Rjyan Kidwell has made a career out of defied expectations. His alter-ego is Cex, and as Cex, he busted into the biz at the ripe old age of 18 with a self-released disc called Cells. Since then, he’s hopped onto Kid 606’s Tigerbeat6 Gravy Train with a little bit of glitchy IDM (complete with a sense of humor that might have been ripped from the Kid himself), put out a hip-hop record, and waited until he was well out of his teens to break out the angst (on the appropriately titled Maryland Mansions). All the while, he titillates and confounds his live audiences with noise, scratchy beats, and some of the oddest (yet most intense) MC performances out there today. What could he possibly do for an encore?
For starters, he got married. His new wife, Roby Newton (originally of largely unknown bands Milemarker and Weather) now plays bass and adds vocals to the band, thus serving as the catalyst for the transformation of Cex from pseudonym to full-fledged band name. Filling out the roster is Cale Parks, most famously a member of Aloha.
____
- EXERCISE INSTRUCTIONS:
1 – What instrument does Roby Newton play in the band, according to the piece on Cex?
2 – Return the stretch of the piece on Cex from "For starters, he" through "member of Aloha.".
3 – Resume the piece on Cex from its final sentence and keep writing.

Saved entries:
____
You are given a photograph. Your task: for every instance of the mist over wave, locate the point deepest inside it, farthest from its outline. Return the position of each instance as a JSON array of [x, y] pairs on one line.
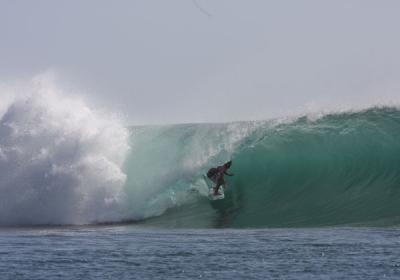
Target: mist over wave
[[64, 162], [60, 161]]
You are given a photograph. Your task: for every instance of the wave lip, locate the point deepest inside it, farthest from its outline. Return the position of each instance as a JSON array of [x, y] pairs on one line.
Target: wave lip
[[60, 161], [337, 169]]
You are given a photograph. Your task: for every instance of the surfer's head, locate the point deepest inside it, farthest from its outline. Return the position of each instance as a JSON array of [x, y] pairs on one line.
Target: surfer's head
[[228, 164]]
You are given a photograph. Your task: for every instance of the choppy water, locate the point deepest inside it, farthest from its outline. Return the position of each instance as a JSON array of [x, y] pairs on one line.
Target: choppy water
[[131, 252]]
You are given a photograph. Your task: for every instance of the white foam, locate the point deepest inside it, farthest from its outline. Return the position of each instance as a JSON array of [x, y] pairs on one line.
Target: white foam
[[60, 160]]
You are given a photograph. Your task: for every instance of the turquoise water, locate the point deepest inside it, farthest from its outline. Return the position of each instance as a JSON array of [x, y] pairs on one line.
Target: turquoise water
[[131, 252], [336, 169]]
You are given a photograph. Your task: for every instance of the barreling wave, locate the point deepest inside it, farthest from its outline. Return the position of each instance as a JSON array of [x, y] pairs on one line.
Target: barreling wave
[[62, 162], [338, 169]]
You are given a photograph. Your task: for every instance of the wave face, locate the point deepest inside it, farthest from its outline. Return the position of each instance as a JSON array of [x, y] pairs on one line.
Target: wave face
[[337, 169], [60, 161]]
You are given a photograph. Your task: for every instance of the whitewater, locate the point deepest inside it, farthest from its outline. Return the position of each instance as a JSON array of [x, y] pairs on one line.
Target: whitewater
[[65, 162]]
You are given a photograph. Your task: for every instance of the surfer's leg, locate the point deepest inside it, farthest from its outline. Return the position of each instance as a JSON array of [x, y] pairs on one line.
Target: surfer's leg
[[220, 182]]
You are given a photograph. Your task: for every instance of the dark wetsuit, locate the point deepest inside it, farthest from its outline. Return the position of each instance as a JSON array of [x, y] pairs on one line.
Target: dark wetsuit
[[217, 174]]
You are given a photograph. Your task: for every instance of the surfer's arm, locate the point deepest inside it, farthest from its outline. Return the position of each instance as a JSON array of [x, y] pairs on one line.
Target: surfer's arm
[[229, 174]]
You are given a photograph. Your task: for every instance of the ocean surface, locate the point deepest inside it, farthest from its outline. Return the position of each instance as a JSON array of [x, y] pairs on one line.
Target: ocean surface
[[83, 196], [131, 252]]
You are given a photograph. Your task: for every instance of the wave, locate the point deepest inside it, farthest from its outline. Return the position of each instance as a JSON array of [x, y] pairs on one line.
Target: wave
[[63, 162], [338, 169], [60, 161]]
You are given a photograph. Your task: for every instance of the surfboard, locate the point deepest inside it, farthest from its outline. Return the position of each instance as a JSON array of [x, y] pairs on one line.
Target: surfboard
[[210, 186]]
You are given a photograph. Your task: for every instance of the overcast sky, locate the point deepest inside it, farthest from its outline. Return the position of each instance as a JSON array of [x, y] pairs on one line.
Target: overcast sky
[[174, 61]]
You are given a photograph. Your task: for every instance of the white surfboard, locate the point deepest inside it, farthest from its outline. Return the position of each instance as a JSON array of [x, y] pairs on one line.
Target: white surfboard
[[210, 186]]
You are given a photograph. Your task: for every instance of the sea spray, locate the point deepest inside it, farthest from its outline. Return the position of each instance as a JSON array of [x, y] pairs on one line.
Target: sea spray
[[60, 160]]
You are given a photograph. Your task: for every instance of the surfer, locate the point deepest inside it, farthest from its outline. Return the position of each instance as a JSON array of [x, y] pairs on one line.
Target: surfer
[[216, 174]]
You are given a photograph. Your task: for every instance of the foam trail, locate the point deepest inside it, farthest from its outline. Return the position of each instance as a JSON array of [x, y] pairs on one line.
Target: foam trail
[[60, 161]]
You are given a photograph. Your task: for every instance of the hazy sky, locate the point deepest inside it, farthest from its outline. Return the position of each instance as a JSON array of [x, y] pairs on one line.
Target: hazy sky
[[169, 61]]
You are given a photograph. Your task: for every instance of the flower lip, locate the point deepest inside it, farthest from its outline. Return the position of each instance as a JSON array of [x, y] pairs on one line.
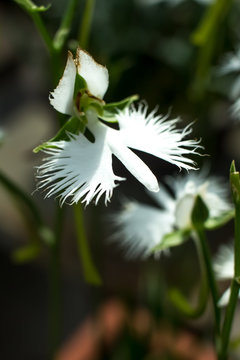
____
- TASK RESULTS:
1 – She plays bass.

2 –
For starters, he got married. His new wife, Roby Newton (originally of largely unknown bands Milemarker and Weather) now plays bass and adds vocals to the band, thus serving as the catalyst for the transformation of Cex from pseudonym to full-fledged band name. Filling out the roster is Cale Parks, most famously a member of Aloha.

3 –
Together, they come up with something revolutionary for Cex — Know Doubt is painfully ordinary.
Despite Kidwell’s contention that Know Doubt sounds like an IDM jam band, most of this five-song (plus a little call-in radio sound bite for a bonus track) EP sounds painfully calculated. The tracks bookending the disc are ambient exercises whose entire reasons for existence seem to be to fill out the running time. “Every Extreme” is dark and a little bit scary, but there’s nothing inventive or even remotely interesting about it. You can’t relax to it, you can’t tune it out, you can’t enjoy it, it simply exists. The juxtaposition of pretty synth noises with AM-Radio tuning-style cuts in and out of more abrasive sound has been done before and better by bands like Autechre. Final track “Opposite”, on the other hand, is much nicer, really quite pretty in its gentle glory. Newton takes on the vocals, providing some words that I, frankly, don’t understand, but it doesn’t matter — “Opposite” is about mood, and provides the pleasant release that this disc so desperately needs.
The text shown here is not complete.